WHAT THE TASK REQUIRES:
In the part that opens with the line containing "Your objective is to locate every instance of flag" and closes with the line containing "[125,67,160,140]", replace "ladder" with "pole" and leave everything else unchanged. Write out those lines again without the pictures.

(Source data)
....................
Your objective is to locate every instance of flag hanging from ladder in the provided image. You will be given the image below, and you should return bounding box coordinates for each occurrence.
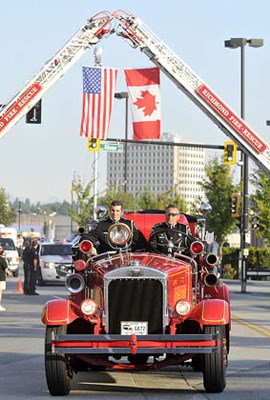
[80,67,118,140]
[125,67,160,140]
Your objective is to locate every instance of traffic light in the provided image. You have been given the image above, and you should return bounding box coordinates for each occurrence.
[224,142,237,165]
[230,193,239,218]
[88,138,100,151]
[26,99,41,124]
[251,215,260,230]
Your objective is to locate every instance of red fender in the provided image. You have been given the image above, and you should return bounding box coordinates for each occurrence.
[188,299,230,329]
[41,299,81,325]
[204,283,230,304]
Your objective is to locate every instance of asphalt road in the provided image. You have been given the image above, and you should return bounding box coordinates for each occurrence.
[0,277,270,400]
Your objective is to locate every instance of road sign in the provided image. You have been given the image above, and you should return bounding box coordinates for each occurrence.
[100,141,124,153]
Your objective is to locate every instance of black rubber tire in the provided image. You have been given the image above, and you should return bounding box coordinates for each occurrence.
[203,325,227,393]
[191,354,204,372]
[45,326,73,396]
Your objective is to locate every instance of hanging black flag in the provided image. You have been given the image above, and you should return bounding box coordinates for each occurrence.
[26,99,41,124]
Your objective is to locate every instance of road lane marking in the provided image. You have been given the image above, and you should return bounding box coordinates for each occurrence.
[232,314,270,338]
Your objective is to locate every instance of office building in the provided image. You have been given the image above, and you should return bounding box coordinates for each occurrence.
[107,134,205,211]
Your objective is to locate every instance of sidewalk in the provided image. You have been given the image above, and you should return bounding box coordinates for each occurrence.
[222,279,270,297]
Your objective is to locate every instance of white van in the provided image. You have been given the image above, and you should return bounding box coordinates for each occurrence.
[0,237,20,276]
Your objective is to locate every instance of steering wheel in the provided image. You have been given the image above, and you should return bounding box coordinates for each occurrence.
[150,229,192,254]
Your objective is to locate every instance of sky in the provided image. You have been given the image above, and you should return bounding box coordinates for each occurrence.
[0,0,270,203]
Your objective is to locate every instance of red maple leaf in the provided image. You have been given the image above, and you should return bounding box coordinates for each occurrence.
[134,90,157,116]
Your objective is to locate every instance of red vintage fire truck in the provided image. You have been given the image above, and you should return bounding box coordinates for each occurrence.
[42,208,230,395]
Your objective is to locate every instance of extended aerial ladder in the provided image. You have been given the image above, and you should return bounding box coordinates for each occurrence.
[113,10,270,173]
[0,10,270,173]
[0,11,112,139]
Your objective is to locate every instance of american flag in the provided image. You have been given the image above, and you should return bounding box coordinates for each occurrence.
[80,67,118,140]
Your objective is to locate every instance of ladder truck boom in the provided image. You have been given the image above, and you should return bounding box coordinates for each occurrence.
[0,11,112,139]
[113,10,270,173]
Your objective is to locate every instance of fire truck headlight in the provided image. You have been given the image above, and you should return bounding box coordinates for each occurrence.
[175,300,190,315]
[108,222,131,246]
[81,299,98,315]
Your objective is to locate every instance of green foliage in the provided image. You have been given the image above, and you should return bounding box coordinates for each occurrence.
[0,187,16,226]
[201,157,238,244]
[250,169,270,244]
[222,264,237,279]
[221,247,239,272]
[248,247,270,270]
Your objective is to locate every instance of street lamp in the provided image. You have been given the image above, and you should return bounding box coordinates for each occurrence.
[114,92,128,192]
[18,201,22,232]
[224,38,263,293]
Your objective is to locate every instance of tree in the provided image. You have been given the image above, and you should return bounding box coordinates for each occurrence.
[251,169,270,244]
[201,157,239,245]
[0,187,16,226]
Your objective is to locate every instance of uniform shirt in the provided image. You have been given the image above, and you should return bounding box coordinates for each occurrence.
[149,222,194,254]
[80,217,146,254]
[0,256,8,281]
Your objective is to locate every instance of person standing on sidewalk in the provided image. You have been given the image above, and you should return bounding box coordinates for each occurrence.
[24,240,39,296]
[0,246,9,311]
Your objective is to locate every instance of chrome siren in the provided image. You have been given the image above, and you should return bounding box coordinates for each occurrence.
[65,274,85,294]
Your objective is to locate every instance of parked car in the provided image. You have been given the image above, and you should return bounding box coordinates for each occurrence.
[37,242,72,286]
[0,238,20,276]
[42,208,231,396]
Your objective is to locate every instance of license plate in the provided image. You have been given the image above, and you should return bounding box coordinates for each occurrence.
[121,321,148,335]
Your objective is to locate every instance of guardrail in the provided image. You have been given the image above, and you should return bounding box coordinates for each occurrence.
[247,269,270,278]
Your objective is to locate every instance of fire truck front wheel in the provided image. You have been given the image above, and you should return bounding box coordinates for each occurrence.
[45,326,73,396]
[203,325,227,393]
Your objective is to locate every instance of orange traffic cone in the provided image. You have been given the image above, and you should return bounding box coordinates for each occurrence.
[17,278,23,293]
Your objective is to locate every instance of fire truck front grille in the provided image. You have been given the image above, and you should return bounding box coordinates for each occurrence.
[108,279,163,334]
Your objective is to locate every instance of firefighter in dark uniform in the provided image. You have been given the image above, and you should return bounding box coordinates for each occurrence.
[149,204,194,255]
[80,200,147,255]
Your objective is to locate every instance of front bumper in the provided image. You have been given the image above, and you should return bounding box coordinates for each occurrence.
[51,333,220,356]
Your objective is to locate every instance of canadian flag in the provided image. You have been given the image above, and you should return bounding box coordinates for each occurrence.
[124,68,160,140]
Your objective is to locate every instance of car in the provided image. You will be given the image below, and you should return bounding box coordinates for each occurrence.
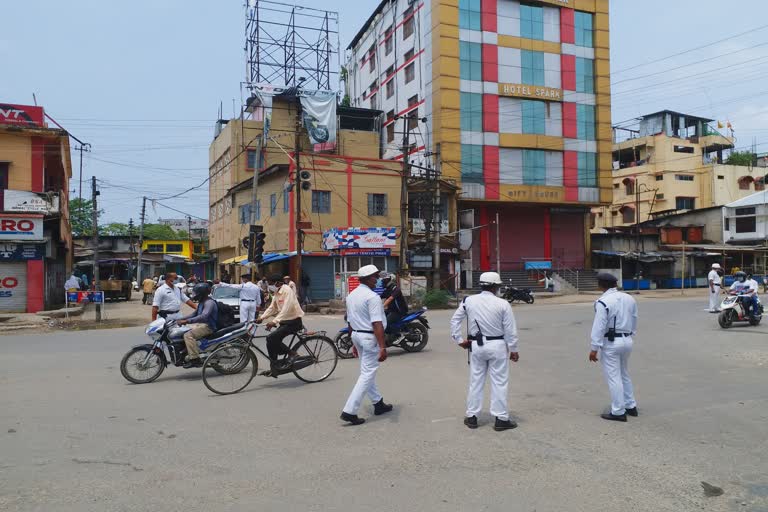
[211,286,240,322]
....................
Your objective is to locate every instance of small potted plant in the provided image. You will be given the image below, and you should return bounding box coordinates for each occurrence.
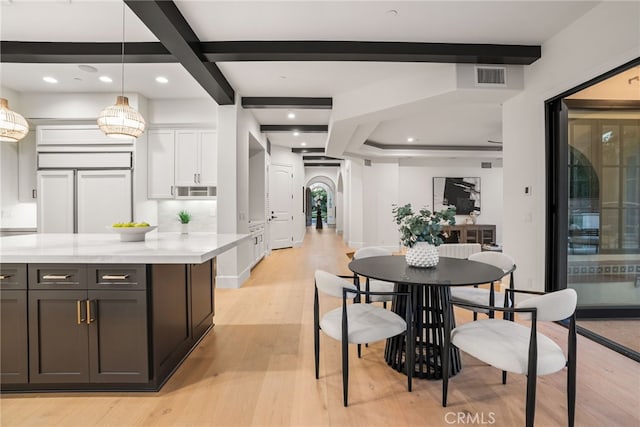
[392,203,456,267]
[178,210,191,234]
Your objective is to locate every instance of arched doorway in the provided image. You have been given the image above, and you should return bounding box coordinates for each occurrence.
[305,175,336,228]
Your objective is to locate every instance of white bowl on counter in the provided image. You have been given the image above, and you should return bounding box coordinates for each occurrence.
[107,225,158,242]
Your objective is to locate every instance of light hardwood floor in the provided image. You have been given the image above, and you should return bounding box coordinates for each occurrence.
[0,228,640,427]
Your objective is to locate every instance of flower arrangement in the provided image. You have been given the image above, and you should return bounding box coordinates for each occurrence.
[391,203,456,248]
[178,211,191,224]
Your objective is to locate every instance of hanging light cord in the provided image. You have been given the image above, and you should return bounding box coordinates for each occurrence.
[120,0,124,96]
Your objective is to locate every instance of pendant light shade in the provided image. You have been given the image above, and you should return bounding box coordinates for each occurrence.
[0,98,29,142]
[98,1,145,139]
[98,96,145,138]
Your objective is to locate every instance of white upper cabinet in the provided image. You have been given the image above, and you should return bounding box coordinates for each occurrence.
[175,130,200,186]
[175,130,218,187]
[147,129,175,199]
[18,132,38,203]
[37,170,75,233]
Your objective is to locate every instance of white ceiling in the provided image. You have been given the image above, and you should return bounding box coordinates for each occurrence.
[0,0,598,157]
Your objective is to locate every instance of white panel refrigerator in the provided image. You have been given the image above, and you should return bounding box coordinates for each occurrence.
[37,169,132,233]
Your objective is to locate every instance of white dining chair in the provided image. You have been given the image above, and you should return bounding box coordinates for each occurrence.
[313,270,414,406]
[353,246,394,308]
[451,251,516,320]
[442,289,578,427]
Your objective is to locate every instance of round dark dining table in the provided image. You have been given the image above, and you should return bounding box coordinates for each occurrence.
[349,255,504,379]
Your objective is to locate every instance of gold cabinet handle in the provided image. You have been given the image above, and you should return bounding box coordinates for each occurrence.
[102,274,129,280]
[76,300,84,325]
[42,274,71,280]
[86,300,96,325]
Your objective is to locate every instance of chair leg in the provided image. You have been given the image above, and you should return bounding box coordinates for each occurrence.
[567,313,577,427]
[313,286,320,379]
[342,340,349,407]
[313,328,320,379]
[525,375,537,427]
....................
RESULT OF THE TASK:
Your objective is to locate every instance of flag hanging from pole in the provided image. You will be given the image below, and you should return bounding box coordinates for each occurrence.
[80,67,118,140]
[125,67,160,140]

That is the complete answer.